**SUPPLIED RECORDS**:
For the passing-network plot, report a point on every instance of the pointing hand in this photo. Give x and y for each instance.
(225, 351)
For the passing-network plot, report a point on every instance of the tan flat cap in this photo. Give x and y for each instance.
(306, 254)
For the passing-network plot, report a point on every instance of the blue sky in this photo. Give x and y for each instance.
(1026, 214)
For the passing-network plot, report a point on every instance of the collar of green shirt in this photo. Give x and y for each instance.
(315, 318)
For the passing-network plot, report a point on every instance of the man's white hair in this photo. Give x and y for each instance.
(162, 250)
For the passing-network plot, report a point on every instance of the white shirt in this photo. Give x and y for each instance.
---
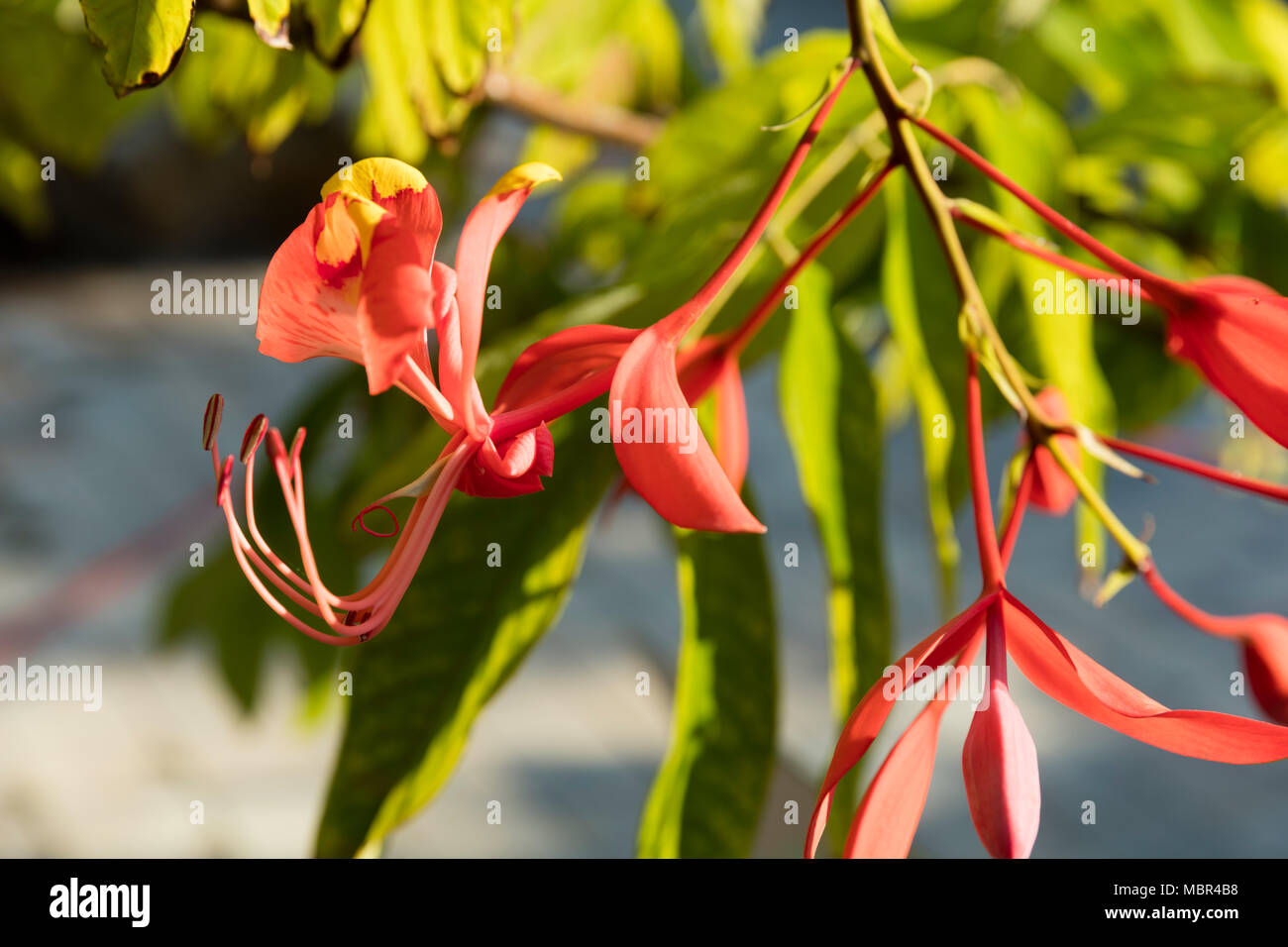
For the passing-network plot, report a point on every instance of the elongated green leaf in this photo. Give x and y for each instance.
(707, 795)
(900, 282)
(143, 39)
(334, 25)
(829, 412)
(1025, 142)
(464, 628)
--
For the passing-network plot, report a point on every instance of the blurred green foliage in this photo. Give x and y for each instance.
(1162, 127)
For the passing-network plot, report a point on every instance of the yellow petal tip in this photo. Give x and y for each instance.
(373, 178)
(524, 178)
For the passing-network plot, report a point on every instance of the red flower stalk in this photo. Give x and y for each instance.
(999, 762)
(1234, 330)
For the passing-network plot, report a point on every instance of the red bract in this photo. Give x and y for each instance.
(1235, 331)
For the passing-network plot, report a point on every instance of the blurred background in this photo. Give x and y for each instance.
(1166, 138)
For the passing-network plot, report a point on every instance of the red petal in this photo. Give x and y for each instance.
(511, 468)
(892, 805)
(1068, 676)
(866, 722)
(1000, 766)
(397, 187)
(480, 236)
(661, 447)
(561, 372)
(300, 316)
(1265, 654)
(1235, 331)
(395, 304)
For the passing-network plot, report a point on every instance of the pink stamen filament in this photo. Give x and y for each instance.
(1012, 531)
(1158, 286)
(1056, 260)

**TASK DETAILS**: Return the lines of the listing above, unchanged, from the line containing "of the pink" through the line containing "(1056, 260)", both included.

**WRITTEN RESPONSE**:
For the passing-network plot, report a point on every instance of the pink stamen filament in this photo. Give x and y for each instance.
(1012, 531)
(1158, 286)
(1056, 260)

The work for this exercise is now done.